▶ [DOCUMENT EXTRACT]
────────────────────────────────────────

Russian politician (1962–2023)

Vladimir Albertovich Lebedev (Владимир Альбертович Лебедев; 23 April 1962 – 30 November 2023) was a Russian politician who served as a senator from Nizhny Novgorod Oblast from 2014 to 2023.

== Life and career ==
Vladimir Lebedev was born on 23 April 1962 in Moscow. In 1988, he graduated from the Nizhny Novgorod State Technical University. After graduation, he worked at the Gorky Regional Committee of the Komsomol. From 1997 to 2004, he worked in various energy enterprises in management positions. From 2004 to 2005, Lebedev was First Deputy Chairman of the Government of the Kirov Oblast. On 25 September 2014, he became the senator from Nizhny Novgorod Oblast. He died on 30 November 2023, at the age of 61.

────────────────────────────────────────

▶ [ENTRIES PROVIDED]
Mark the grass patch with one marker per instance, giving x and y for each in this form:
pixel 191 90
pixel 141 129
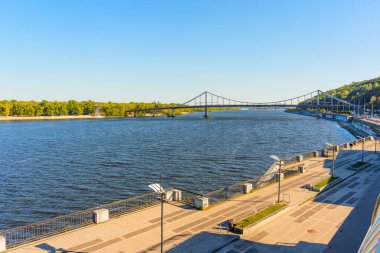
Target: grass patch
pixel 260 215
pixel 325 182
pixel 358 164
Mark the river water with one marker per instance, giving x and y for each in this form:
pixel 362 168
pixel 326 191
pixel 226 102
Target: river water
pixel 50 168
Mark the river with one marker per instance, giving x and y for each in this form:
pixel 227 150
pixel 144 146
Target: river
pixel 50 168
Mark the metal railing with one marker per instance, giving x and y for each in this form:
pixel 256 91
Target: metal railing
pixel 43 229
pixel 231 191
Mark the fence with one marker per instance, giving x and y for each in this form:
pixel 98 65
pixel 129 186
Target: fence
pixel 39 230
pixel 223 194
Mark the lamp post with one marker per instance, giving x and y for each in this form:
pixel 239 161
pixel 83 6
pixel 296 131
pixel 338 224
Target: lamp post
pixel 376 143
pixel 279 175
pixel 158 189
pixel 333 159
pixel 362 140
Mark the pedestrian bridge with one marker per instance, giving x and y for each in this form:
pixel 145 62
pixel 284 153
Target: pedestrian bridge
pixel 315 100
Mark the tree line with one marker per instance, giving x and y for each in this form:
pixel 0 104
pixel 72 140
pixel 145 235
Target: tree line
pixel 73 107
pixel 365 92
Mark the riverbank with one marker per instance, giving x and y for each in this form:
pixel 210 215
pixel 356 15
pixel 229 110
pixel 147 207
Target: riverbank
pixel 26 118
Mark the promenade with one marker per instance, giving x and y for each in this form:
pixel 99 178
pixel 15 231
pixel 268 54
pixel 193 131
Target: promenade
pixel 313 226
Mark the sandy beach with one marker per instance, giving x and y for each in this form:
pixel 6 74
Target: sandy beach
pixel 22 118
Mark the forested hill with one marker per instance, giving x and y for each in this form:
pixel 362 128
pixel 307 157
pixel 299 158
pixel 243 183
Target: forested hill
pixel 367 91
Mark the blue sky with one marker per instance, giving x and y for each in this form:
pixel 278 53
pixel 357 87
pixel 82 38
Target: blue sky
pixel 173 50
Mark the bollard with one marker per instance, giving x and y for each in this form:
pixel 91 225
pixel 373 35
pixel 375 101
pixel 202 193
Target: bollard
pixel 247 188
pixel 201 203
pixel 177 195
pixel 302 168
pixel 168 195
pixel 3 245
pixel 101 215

────────────────────────────────────────

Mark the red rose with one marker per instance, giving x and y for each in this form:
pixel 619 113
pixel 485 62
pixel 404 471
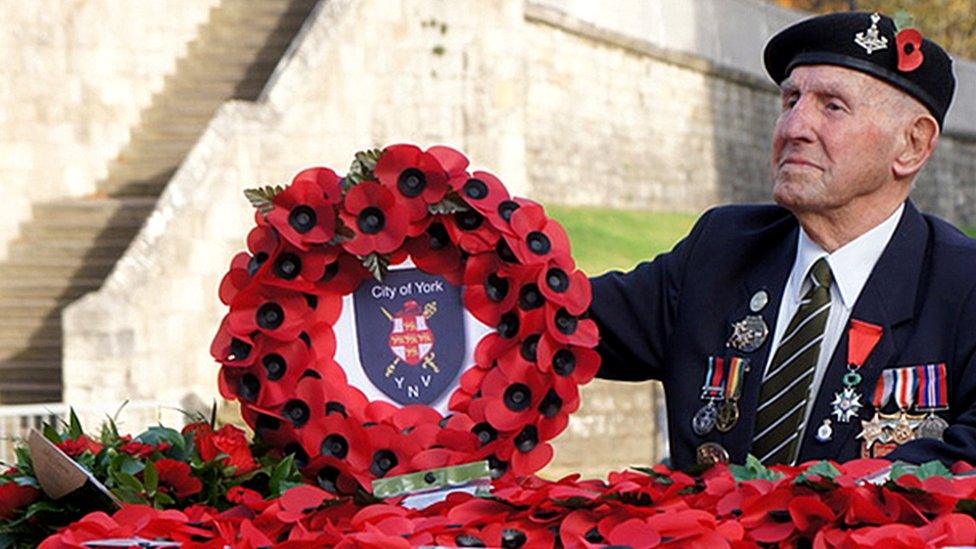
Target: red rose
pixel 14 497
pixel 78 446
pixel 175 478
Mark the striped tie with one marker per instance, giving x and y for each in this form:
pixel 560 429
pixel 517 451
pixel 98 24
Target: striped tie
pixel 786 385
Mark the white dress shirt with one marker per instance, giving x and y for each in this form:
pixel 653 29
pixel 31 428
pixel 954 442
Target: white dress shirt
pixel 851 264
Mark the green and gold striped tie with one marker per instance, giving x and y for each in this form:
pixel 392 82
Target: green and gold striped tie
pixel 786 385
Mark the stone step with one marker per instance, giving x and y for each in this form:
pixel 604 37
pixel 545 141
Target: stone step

────────────────────────────────────────

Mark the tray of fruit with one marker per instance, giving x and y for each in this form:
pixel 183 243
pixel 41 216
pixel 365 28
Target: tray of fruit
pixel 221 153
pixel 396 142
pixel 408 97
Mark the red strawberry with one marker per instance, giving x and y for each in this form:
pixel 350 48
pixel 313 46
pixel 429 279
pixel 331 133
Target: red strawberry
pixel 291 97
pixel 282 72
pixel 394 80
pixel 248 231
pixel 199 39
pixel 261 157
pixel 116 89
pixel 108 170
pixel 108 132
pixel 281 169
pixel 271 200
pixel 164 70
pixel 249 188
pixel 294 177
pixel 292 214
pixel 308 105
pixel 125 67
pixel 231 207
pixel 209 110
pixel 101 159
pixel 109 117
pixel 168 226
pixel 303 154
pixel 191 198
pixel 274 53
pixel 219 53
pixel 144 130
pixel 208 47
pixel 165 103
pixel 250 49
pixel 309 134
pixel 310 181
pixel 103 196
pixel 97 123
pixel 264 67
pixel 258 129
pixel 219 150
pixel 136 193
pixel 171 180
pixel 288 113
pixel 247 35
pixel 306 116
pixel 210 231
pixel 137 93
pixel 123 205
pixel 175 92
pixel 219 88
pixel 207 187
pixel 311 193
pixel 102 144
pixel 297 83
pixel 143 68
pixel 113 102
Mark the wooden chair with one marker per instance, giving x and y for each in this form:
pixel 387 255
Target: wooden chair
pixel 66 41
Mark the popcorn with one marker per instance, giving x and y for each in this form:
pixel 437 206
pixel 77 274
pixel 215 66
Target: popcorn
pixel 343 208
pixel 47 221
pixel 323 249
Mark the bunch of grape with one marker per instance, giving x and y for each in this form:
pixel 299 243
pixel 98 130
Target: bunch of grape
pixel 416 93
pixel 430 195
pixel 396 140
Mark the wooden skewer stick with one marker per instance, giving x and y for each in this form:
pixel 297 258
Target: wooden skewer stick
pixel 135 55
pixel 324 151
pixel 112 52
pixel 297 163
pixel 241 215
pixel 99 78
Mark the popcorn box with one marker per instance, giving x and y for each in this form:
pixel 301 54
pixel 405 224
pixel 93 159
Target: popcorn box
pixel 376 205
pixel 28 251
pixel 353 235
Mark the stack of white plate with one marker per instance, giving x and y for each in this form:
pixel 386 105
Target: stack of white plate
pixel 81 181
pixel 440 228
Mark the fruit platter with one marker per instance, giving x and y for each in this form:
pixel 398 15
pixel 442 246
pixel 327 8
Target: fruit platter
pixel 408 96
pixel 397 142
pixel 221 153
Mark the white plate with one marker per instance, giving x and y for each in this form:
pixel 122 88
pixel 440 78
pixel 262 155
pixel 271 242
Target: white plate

────────────────────────────────────────

▶ [QUESTIONS TO ANSWER]
1. Translate this sentence from the biography of Vladimir Lebedev into French: "In 1988, he graduated from the Nizhny Novgorod State Technical University."
2. Reproduce the part of the biography of Vladimir Lebedev that runs from "Russian politician (1962–2023)" up to and including "the age of 61.".
3. Continue the biography of Vladimir Lebedev from its last sentence.

▶ [ANSWERS FOR THE EXERCISE]
1. En 1988, il a obtenu son diplôme à l'Université technique d'État de Nijni Novgorod.

2.
Russian politician (1962–2023)

Vladimir Albertovich Lebedev (Владимир Альбертович Лебедев; 23 April 1962 – 30 November 2023) was a Russian politician who served as a senator from Nizhny Novgorod Oblast from 2014 to 2023.

== Life and career ==
Vladimir Lebedev was born on 23 April 1962 in Moscow. In 1988, he graduated from the Nizhny Novgorod State Technical University. After graduation, he worked at the Gorky Regional Committee of the Komsomol. From 1997 to 2004, he worked in various energy enterprises in management positions. From 2004 to 2005, Lebedev was First Deputy Chairman of the Government of the Kirov Oblast. On 25 September 2014, he became the senator from Nizhny Novgorod Oblast. He died on 30 November 2023, at the age of 61.

3.
== Sanctions==
Vladimir Lebedev was under personal sanctions introduced by the European Union, the United Kingdom, the United States, Canada, Switzerland, Australia, Ukraine and New Zealand for ratifying the decisions of the "Treaty of Friendship, Cooperation and Mutual Assistance between the Russian Federation and the Donetsk People's Republic and between the Russian Federation and the Luhansk People's Republic" and providing political and economic support for Russia's annexation of Ukrainian territories.